R/hnsw.R

Defines functions hnsw_search hnsw_build hnsw_knn

Documented in hnsw_build hnsw_knn hnsw_search

#' Find Nearest Neighbors and Distances
#'
#' A k-nearest neighbor algorithm using the hnswlib library
#' (<https://github.com/nmslib/hnswlib>).
#'
#' @section Hnswlib Parameters:
#'
#' Some details on the parameters used for index construction and search, based
#' on <https://github.com/nmslib/hnswlib/blob/master/ALGO_PARAMS.md>:
#'
#' * `M` Controls the number of bi-directional links created for each
#'   element during index construction. Higher values lead to better results at
#'   the expense of memory consumption, which is around `M * 8-10` bytes
#'   per bytes per stored element. High intrinsic dimensionalities will require
#'   higher values of `M`. A range of `2 - 100` is typical, but
#'   `12 - 48` is ok for most use cases.
#' * `ef_construction` Size of the dynamic list used during
#'   construction. A larger value means a better quality index, but increases
#'   build time. Should be an integer value between 1 and the size of the
#'   dataset. A typical range is `100 - 2000`. Beyond a certain point,
#'   increasing `ef_construction` has no effect. A sufficient value of
#'   `ef_construction` can be determined by searching with `ef =
#'   ef_construction`, and ensuring that the recall is at least 0.9.
#' * `ef` Size of the dynamic list used during index search. Can
#'   differ from `ef_construction` and be any value between `k` (the
#'   number of neighbors sought) and the number of elements in the index being
#'   searched.

### DATASET RECORDS
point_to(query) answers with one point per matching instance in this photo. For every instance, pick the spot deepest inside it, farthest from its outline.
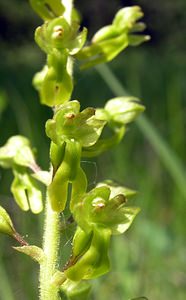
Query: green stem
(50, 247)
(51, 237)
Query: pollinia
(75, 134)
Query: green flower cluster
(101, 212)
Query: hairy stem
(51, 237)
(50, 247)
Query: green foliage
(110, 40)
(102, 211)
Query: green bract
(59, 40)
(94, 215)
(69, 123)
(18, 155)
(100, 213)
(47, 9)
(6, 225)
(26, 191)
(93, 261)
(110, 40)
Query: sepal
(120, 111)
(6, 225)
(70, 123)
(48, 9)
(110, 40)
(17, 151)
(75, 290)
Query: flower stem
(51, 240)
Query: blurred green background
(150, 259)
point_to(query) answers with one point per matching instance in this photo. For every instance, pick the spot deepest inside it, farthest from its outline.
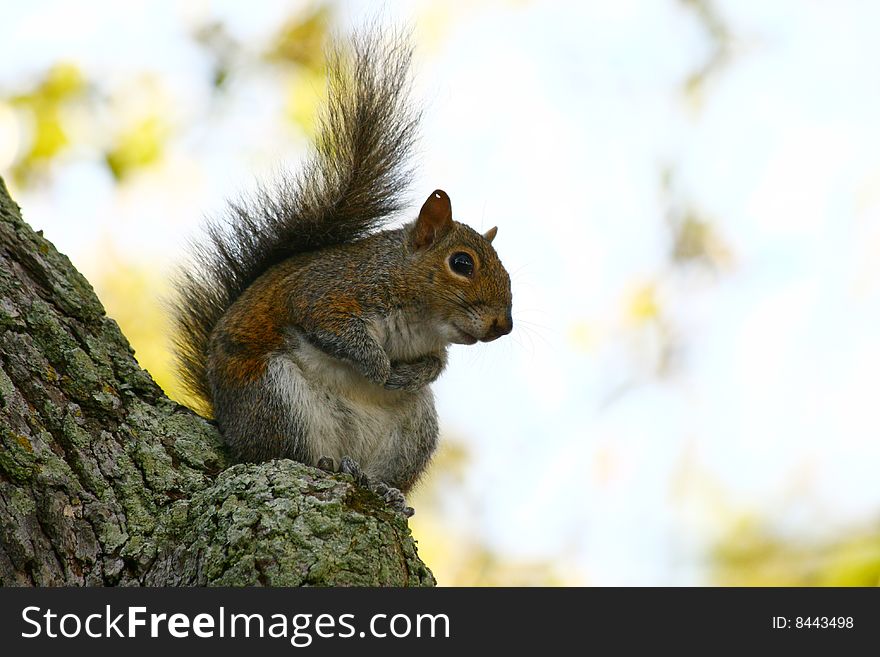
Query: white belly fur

### LIST OF TASKS
1. Please write out the part of the listing that opens with the line containing "Query: sepal" and runs through the end of the listing, swapping "instance" for "object" and leaving everything else as it is. Give only those lines, and leave the pictures out.
2. Extend the hnswlib parameter documentation past the point where it stops.

### ANSWERS GIVEN
1.
Query: sepal
(120, 111)
(6, 225)
(70, 123)
(48, 9)
(110, 40)
(17, 151)
(75, 290)
Query: flower stem
(51, 240)
Query: blurred green background
(150, 259)
point_to(query) answers with one point per matching object in this photo. For every object, pick the spot deepest inside it, farthest from its outline.
Query: white belly fur

2.
#'
#' @param X A numeric matrix of `n` items to search for neighbors. If
#'   `byrow = TRUE` (the default) then each row of `X` stores an item to be
#'   searched. Otherwise, each item should be stored in the columns of `X`.
#' @param k Number of neighbors to return.
#' @param distance Type of distance to calculate. One of:
#' * `"l2"` Squared L2, i.e. squared Euclidean.
#' * `"euclidean"` Euclidean.
#' * `"cosine"` Cosine.
#' * `"ip"` Inner product: 1 - sum(ai * bi), i.e. the cosine distance
#'   where the vectors are not normalized. This can lead to negative distances
#'   and other non-metric behavior.
#' @param M Controls the number of bi-directional links created for each element
#'   during index construction. Higher values lead to better results at the
#'   expense of memory consumption. Typical values are `2 - 100`, but
#'   for most datasets a range of `12 - 48` is suitable. Can't be smaller
#'   than 2.
#' @param ef_construction Size of the dynamic list used during construction.
#'   A larger value means a better quality index, but increases build time.
#'   Should be an integer value between 1 and the size of the dataset.
#' @param ef Size of the dynamic list used during search. Higher values lead
#'   to improved recall at the expense of longer search time. Can take values
#'   between `k` and the size of the dataset and may be greater or smaller
#'   than `ef_construction`. Typical values are `100 - 2000`.
#' @param verbose If `TRUE`, log messages to the console.
#' @param progress defunct and has no effect.
#' @param n_threads Maximum number of threads to use. The exact number is
#'   determined by `grain_size`.
#' @param grain_size Minimum amount of work to do (rows in `X` to add or
#'   search for) per thread. If the number of rows in `X` isn't sufficient,
#'   then fewer than `n_threads` will be used. This is useful in cases
#'   where the overhead of context switching with too many threads outweighs
#'   the gains due to parallelism.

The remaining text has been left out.